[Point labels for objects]
— BEGIN —

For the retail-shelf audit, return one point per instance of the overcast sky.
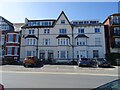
(16, 12)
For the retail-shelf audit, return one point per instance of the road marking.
(64, 73)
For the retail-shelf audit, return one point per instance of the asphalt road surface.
(15, 79)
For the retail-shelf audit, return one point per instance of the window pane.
(9, 50)
(10, 37)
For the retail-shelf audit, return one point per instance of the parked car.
(30, 61)
(113, 85)
(84, 62)
(102, 62)
(1, 87)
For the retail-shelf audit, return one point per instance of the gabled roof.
(8, 22)
(60, 16)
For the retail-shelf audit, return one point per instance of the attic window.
(62, 21)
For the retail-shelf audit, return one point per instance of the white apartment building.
(89, 39)
(61, 40)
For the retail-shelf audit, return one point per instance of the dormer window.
(46, 31)
(80, 30)
(62, 31)
(62, 21)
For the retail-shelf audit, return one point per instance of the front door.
(50, 57)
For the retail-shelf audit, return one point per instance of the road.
(49, 80)
(56, 77)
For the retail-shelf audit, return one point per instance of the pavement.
(62, 69)
(56, 76)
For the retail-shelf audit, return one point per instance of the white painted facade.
(61, 45)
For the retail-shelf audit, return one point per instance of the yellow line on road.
(62, 73)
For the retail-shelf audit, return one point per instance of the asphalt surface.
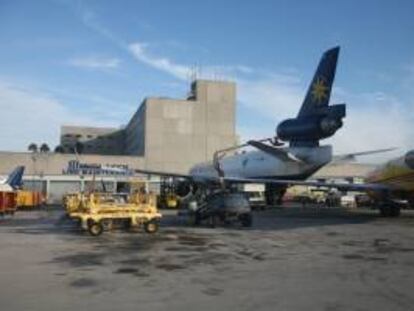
(291, 259)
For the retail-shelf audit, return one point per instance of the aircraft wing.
(163, 174)
(351, 156)
(285, 182)
(276, 152)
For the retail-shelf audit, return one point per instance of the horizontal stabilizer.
(276, 152)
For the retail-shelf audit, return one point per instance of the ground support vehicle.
(221, 208)
(97, 212)
(29, 199)
(7, 203)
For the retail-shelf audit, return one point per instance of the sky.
(93, 62)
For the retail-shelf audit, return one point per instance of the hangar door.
(59, 188)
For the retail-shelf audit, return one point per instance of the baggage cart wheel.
(95, 228)
(246, 220)
(151, 226)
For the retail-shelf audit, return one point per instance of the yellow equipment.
(99, 211)
(28, 199)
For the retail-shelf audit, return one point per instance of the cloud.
(95, 63)
(375, 119)
(32, 116)
(139, 52)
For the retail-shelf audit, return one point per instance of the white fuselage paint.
(258, 164)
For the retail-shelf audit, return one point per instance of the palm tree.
(44, 148)
(32, 147)
(59, 149)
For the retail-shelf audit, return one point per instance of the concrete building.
(163, 134)
(170, 134)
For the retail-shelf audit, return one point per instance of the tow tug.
(97, 212)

— END —

AIM: Print all of the material above word for word, leaving out the pictures.

RESPONSE TO THE TASK:
For the retail-shelf audit, return one point per instance of the overcast sky.
(16, 12)
For the retail-shelf audit, return one point per instance of the road marking.
(64, 73)
For the retail-shelf audit, return one point per instance of the asphalt road surface.
(15, 79)
For the retail-shelf audit, return one point per instance of the window pane.
(9, 50)
(10, 37)
For the retail-shelf audit, return one point per instance of the parked car.
(30, 61)
(113, 85)
(84, 62)
(102, 62)
(1, 87)
For the retail-shelf audit, return one point per instance of the gabled roof.
(8, 22)
(60, 16)
For the retail-shelf audit, return one point per instance of the attic window.
(62, 21)
For the retail-shelf audit, return one point per instance of the white apartment building.
(89, 39)
(61, 40)
For the retail-shelf audit, return one point per instance of the dormer window.
(46, 31)
(80, 30)
(62, 31)
(62, 21)
For the retail-shelf audit, return one point per instance of the front door.
(50, 57)
For the retail-shelf audit, return one point per instance of the road.
(49, 80)
(56, 77)
For the retail-shelf audit, return one point per instance of the pavement.
(62, 69)
(56, 76)
For the retail-shelf audit, return one point per instance of the white painted facade.
(61, 45)
For the retail-shelf audit, return one point per instance of the yellow line on road.
(62, 73)
For the retail-shelf audit, return one point per instance of the asphalt surface.
(291, 259)
For the retail-shelf audit, return one point per instance of the aircraft wing.
(163, 174)
(351, 156)
(285, 182)
(276, 152)
For the retail-shelf audit, return one point per instance of the horizontal stabilizer.
(276, 152)
For the retail-shelf audit, return one point per instance of the ground support vehicle.
(221, 208)
(97, 212)
(29, 199)
(7, 203)
For the retail-shelf audit, return one point per instance of the sky.
(93, 62)
For the retail-shelf audit, return one point per instance of the hangar door.
(59, 188)
For the retail-shelf audit, return one point per instance of the baggage cart wheel.
(95, 228)
(246, 220)
(151, 226)
For the retail-shelf audit, return one point per instance of the yellow equipment.
(99, 211)
(28, 199)
For the retail-shelf audit, return one point per instance of the cloud.
(95, 63)
(375, 119)
(32, 116)
(139, 52)
For the retail-shelf audit, return one point per instance of the white fuselage paint.
(258, 164)
For the retail-shelf audit, return one point per instance of the palm tree.
(44, 148)
(32, 147)
(59, 149)
For the retail-shelf audit, return one point per instance of the concrete building.
(163, 134)
(170, 134)
For the retail-shelf audit, return one point per instance of the tow tug.
(97, 212)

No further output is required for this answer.